If it weren’t for being able to see the tiny little toes of her Crocs, I would have sworn that somehow, Annie was swapped out for a 350 pound Andy once the massage began. There was no way in the world that the tiny little thing that I talked to whilst fully dressed was able to force the amount of pressure through her hands that she did! She was simply too small.
Annie knew what she was doing. It didn’t take but a few minutes before she was kneading my upper back at exactly the place that I ached. She would push against something solid a few inches toward the spine from where my bra straps would be (if I had one on!) and eventually her hands would slip from the edges of the solid, and in the motion, a little cracking sound would be heard. I asked about the source of the noise. Muscle knots. She was pushing, kneading, pinching, rubbing on two knots that extend from the tops of my shoulders halfway down my back. I asked if Annie would be able to take care of those nasty knots. She would, indeed, but not likely in one one-hour session. Good thing I got that BOGO!
Friends – I have enjoyed every other massage that I’ve ever had. Sure, there were moments during each that were a little uncomfortable, but never before would I have described a massage as painful. In order to endure my experience, I had to reach far back into my repertoire to when modesty was lost and recall the relaxation breathing techniques that I had successfully employed during each of three childbirth experiences. Little Annie, positioned at the top of my head, accessed my knots and pushed so hard on them, that I believe the only thing that kept me from being pushed down along the table was my chin, which was hooked over the table’s edge. I tried to ignore the agony by focusing on my breathing and looking straight down at the floor. I started to hiss the /s/ sound with each exhalation and worked very hard not to add the /t/, /o/ and /p/ sounds and bring this torture to an end. Annie moved silently around me and attacked those knots from every possible direction. I found it helpful to alternate the hissing /s/ with a soft /sh/ sound upon exhaling, and, again, had to concentrate so as not to add the /it/ to my expelled breath. Annie asked me if I was OK when she heard my noises. Oh yes! Just fine!

[Entries taken from a collection]
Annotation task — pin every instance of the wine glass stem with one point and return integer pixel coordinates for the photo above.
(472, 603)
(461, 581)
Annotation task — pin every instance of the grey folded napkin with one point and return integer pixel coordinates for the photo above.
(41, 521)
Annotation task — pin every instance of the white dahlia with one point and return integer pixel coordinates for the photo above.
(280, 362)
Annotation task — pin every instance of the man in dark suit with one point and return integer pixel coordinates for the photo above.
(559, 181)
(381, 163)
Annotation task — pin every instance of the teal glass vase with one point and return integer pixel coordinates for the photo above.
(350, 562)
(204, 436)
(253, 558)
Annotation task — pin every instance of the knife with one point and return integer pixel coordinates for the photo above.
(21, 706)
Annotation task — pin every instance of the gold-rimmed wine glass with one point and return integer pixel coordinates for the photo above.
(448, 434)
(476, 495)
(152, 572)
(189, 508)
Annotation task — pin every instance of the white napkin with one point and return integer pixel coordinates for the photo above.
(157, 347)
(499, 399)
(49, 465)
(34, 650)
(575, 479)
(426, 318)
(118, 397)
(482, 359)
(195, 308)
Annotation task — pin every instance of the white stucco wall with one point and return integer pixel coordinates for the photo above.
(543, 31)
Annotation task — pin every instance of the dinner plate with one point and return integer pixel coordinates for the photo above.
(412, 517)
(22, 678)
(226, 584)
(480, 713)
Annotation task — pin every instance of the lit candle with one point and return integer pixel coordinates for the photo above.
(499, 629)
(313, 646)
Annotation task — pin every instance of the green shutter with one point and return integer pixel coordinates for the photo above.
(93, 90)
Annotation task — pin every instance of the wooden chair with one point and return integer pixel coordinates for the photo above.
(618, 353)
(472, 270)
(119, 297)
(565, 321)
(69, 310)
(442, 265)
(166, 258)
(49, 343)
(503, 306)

...

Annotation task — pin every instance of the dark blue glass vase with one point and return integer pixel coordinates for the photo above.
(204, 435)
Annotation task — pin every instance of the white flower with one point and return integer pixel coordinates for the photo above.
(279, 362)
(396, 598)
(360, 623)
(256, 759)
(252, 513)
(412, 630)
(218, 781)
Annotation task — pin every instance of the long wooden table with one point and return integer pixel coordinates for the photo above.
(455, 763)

...

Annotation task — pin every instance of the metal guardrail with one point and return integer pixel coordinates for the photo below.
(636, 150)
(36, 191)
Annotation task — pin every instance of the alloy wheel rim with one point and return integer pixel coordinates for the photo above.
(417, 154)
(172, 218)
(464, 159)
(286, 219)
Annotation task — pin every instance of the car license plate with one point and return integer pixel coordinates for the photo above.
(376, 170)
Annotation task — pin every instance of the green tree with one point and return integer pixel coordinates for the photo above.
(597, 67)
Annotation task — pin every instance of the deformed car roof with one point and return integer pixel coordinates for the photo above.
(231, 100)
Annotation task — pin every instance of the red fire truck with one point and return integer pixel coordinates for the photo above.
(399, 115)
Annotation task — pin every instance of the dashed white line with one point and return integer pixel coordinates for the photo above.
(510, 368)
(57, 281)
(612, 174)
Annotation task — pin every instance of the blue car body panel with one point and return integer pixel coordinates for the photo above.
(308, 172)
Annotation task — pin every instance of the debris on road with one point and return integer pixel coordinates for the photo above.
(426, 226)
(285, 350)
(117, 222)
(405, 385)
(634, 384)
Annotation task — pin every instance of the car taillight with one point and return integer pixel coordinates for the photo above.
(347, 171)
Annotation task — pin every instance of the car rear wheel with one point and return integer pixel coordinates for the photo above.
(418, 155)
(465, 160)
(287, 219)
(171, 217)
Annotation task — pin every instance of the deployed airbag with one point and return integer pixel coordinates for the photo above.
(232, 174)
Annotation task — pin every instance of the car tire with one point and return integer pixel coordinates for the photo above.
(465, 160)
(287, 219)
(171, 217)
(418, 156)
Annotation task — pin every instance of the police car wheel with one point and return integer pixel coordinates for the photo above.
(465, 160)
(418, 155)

REQUIRED ACTIONS:
1. In the massage account, what sound did the writer alternate with the hissing /s/ when breathing out?
2. Duplicate the massage account between "Annie knew what" and "got that BOGO!", inclusive.
3. Write the next part of the massage account, continuing from its last sentence.

ANSWERS TO EACH TASK:
1. A soft /sh/ sound.

2.
Annie knew what she was doing. It didn’t take but a few minutes before she was kneading my upper back at exactly the place that I ached. She would push against something solid a few inches toward the spine from where my bra straps would be (if I had one on!) and eventually her hands would slip from the edges of the solid, and in the motion, a little cracking sound would be heard. I asked about the source of the noise. Muscle knots. She was pushing, kneading, pinching, rubbing on two knots that extend from the tops of my shoulders halfway down my back. I asked if Annie would be able to take care of those nasty knots. She would, indeed, but not likely in one one-hour session. Good thing I got that BOGO!

3.
I tried to picture my happy place – gently swinging on a hammock under the shade of a palm tree on a private tropical beach. I counted seconds. I sang childhood songs in my head. I closed my eyes hard and prayed. I waited and waited for the hot stones – which I was sure would be a sign that my torment was through. Not so. Annie’s attack on those knots was only augmented by the heat and the solid surface of those stones, which, once cooled, were deposited in a perfectly straight line along my lower back.
After what seemed to be forever, but actually was exactly one hour, Annie quietly spoke the words I had longed to hear. We were all done. I should rest for a few minutes before getting up. I did. I got up, I had survived. I rolled my shoulders and – it felt good! I was invigorated, revitalized, restored! Annie advised me to drink plenty of water to rid the toxins. I looked forward to being less toxic. Annie suggested that I might like to use a heating pad later in the day if I was sore. Sure. Will do! I took my energized self home.
Five bottles of water and about eight hours later – I sat close to an outlet so that I could press the heating pad alternately on my excruciating shoulders. I hurt. Badly. But – I can’t wait to go back. It hurt so good.